What this task involves:
What lines of the listing include the string "grey"? Show them all.

Data listing:
★ ★ ★

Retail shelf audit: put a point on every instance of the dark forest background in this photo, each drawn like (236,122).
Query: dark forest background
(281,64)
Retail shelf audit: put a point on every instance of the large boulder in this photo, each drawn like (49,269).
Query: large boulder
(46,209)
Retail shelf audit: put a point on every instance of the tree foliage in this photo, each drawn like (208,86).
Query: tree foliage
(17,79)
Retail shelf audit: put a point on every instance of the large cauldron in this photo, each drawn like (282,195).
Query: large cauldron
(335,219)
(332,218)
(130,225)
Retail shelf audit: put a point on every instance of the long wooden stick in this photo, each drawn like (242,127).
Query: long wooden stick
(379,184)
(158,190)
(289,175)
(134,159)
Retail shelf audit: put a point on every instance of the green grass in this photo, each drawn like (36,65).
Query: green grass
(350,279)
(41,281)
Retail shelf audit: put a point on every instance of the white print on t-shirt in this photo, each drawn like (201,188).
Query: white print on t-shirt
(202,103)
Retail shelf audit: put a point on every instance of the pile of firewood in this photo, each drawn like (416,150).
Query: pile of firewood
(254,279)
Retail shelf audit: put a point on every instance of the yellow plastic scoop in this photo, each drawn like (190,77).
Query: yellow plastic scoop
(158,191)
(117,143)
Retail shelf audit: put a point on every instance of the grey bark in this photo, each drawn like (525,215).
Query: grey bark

★ ★ ★

Finished exercise:
Retail shelf audit: put a point on every instance of the grey bark in this photo, each drawn like (525,215).
Query: grey bark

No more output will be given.